### What you are asked to do:
Return all of the data exactly as given.
— START Records for processing —
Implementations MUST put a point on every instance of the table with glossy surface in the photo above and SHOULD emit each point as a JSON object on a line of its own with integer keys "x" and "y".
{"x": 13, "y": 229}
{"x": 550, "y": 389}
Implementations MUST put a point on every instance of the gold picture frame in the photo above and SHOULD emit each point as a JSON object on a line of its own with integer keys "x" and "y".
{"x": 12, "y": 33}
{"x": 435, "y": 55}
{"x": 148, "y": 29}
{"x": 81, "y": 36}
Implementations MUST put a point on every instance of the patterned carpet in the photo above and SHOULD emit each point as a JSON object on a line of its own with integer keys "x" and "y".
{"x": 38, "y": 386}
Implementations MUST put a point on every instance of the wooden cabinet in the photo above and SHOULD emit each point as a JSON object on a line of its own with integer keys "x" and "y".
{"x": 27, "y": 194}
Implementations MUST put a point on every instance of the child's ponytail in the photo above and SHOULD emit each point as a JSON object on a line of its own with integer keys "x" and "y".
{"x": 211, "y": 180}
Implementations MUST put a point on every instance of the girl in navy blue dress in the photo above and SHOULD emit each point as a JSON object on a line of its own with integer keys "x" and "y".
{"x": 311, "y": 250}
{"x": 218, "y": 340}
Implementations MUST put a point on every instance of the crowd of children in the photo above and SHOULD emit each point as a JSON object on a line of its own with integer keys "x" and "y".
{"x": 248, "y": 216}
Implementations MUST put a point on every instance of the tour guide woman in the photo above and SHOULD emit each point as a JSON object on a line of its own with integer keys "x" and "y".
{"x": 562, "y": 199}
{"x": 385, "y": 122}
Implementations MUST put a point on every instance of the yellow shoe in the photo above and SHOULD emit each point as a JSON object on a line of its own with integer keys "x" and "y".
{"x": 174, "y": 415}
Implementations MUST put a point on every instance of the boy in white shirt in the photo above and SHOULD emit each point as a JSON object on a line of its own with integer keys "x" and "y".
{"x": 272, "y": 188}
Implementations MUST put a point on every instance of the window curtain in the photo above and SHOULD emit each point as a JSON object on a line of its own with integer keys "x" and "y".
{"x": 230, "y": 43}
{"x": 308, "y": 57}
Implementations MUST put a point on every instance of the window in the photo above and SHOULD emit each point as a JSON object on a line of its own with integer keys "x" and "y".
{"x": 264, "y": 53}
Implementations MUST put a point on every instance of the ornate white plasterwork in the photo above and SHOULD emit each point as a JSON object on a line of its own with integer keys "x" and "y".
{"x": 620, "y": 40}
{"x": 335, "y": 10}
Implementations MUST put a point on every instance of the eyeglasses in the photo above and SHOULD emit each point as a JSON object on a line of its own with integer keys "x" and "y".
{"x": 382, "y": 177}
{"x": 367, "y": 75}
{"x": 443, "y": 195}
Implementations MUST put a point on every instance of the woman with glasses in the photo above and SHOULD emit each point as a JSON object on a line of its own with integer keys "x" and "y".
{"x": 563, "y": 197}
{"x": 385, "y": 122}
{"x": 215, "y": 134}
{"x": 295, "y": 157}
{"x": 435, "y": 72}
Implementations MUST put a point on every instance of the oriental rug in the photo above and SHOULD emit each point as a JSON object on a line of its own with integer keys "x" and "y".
— END Records for processing —
### Response:
Implementations MUST put a point on every instance of the table with glossy surface in the photo above and SHOULD emit each point as a JSON object on a line of its own with integer keys "x" and "y".
{"x": 13, "y": 229}
{"x": 550, "y": 389}
Implementations MUST put a point on every instance of the gold picture frame in the photo above and SHOULD emit each point as a JSON object on a line of its own with integer keys "x" and "y".
{"x": 12, "y": 33}
{"x": 435, "y": 55}
{"x": 148, "y": 29}
{"x": 81, "y": 36}
Implementations MUST put a point on every instance of the patterned carpet in the photo above and SHOULD emit each point as a JSON object on a line of its own with integer keys "x" and "y".
{"x": 38, "y": 386}
Implementations MUST put a point on every instance of the wooden cabinet in the photo above and SHOULD emit each point as a JSON object on a line of its own with integer keys "x" and "y".
{"x": 27, "y": 194}
Implementations MUST put a point on every instance of the child's ponytail in the photo above and SHOULD emit each point as a JSON object on a line of its own with integer keys "x" and "y".
{"x": 211, "y": 180}
Implementations MUST put a point on every instance of the girl in navy blue dress in the photo above and SHOULD emit each point as a JSON object on a line of its own with integer keys "x" and "y".
{"x": 311, "y": 250}
{"x": 218, "y": 340}
Implementations MUST put a point on every instance of the crowd of children in the photo above and SHOULD emit each point as a JSON object on a line of its own with integer keys "x" and "y".
{"x": 248, "y": 216}
Implementations MUST put a point on every instance of the tour guide woman in the photo above and SHOULD emit each point as a JSON object on a line of its own with integer keys "x" and "y".
{"x": 562, "y": 199}
{"x": 385, "y": 122}
Implementations MUST put a point on every instance of the yellow shoe in the photo above and SHOULD emit each point as a JSON object on a line of its own with integer keys "x" and "y".
{"x": 174, "y": 415}
Implementations MUST put a point on every instance of the boy in white shirt in the photo above and SHOULD emit each point as a JSON object on a line of its own with integer keys "x" and "y".
{"x": 272, "y": 188}
Implementations MUST put a point on every instance of the window curtain in the photo above and SHOULD emit each point as a JSON object on a line of its own with integer keys "x" and "y".
{"x": 230, "y": 43}
{"x": 308, "y": 57}
Implementations MUST put a point on every instance of the window in the photo above and SHOULD emit each point as a JSON object on a line of its own with integer keys "x" and "y".
{"x": 264, "y": 53}
Implementations MUST put a point on every instance of the ornate white plasterwork in the photo above and SHOULD emit each point as a JSON object on a line of its own with integer keys "x" and "y".
{"x": 620, "y": 40}
{"x": 335, "y": 10}
Implementations MUST put a point on every instance of the eyeglasses in the photo above and SHOULD emit each point as a JSON object on a line of its own with integer keys "x" and "y".
{"x": 382, "y": 177}
{"x": 367, "y": 75}
{"x": 443, "y": 195}
Implementations MUST put a point on every instance of the woman with glasses in the photo above and SHOULD emit each point as a JSON object on a line of its own with integer keys "x" and "y".
{"x": 563, "y": 197}
{"x": 385, "y": 122}
{"x": 215, "y": 134}
{"x": 295, "y": 157}
{"x": 435, "y": 72}
Implementations MUST put a point on every instance of the oriental rug in the photo above and SHOULD emit each point as a JSON object on a line of its own with integer keys "x" and "y".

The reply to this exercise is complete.